- Record excerpts:
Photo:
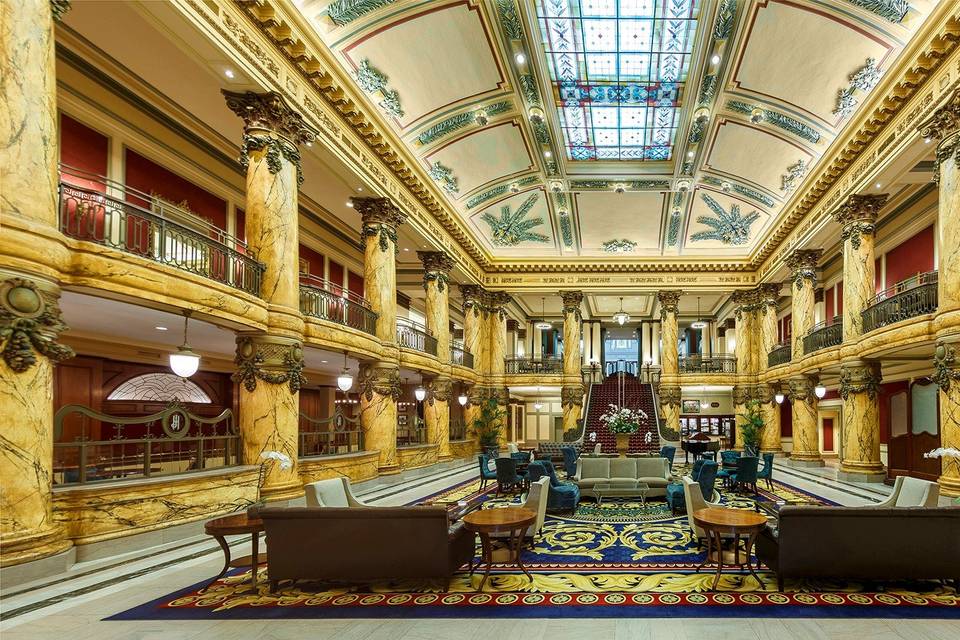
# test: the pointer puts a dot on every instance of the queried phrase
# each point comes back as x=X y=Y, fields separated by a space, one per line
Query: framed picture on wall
x=691 y=406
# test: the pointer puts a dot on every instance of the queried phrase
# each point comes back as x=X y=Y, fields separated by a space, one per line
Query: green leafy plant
x=752 y=426
x=488 y=424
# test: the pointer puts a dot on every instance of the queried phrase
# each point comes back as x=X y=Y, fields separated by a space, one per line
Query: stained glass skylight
x=618 y=69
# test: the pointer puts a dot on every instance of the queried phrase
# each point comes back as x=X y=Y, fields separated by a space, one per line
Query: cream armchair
x=911 y=492
x=334 y=492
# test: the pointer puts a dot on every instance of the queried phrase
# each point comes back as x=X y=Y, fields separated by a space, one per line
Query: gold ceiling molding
x=913 y=73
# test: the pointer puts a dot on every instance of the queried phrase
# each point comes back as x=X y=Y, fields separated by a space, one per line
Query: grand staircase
x=637 y=395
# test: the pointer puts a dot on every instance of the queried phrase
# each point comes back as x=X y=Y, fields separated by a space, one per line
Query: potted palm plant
x=487 y=426
x=623 y=422
x=751 y=428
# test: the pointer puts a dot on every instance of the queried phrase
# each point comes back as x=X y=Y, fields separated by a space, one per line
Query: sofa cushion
x=595 y=468
x=623 y=468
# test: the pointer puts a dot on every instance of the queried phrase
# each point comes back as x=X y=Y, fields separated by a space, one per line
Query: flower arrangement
x=623 y=419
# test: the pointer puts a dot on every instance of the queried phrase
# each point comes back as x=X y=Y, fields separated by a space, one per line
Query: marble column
x=269 y=367
x=946 y=374
x=803 y=402
x=572 y=392
x=30 y=323
x=859 y=387
x=803 y=265
x=857 y=218
x=436 y=283
x=669 y=303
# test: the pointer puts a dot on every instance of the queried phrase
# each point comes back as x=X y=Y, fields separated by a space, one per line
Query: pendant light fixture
x=542 y=323
x=185 y=361
x=620 y=317
x=345 y=379
x=699 y=322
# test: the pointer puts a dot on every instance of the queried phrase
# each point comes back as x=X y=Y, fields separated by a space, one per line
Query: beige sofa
x=655 y=472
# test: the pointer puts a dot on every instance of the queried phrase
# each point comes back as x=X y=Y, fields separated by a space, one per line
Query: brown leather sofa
x=363 y=544
x=864 y=543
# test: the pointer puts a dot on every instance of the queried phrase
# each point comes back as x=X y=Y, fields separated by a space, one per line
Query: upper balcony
x=323 y=299
x=122 y=218
x=823 y=336
x=910 y=298
x=708 y=364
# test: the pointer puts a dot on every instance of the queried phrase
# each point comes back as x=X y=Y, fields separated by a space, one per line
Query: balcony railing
x=548 y=364
x=318 y=299
x=913 y=297
x=148 y=227
x=708 y=364
x=169 y=442
x=459 y=355
x=414 y=336
x=331 y=436
x=781 y=353
x=823 y=336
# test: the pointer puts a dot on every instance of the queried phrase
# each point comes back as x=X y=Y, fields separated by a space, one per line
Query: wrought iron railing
x=781 y=353
x=460 y=355
x=708 y=364
x=823 y=336
x=319 y=302
x=547 y=364
x=143 y=225
x=910 y=298
x=172 y=441
x=331 y=436
x=415 y=336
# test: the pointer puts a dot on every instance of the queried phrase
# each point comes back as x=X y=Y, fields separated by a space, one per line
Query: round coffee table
x=232 y=525
x=510 y=520
x=717 y=521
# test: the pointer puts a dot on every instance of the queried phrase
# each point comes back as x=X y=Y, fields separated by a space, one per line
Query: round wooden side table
x=717 y=522
x=513 y=521
x=232 y=525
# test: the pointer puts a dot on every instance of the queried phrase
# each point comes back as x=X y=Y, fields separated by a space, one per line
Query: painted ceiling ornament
x=30 y=323
x=795 y=173
x=729 y=227
x=864 y=79
x=512 y=228
x=444 y=176
x=619 y=246
x=342 y=12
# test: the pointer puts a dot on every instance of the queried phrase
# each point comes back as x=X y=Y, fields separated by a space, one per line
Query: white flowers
x=282 y=459
x=940 y=452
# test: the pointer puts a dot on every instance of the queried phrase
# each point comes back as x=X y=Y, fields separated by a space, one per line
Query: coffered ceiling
x=627 y=129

- Written exercise: Extract every line of the data that contains the string "round", with case-sensitive matching.

- The response:
Query: round coffee table
Query: round wooden side table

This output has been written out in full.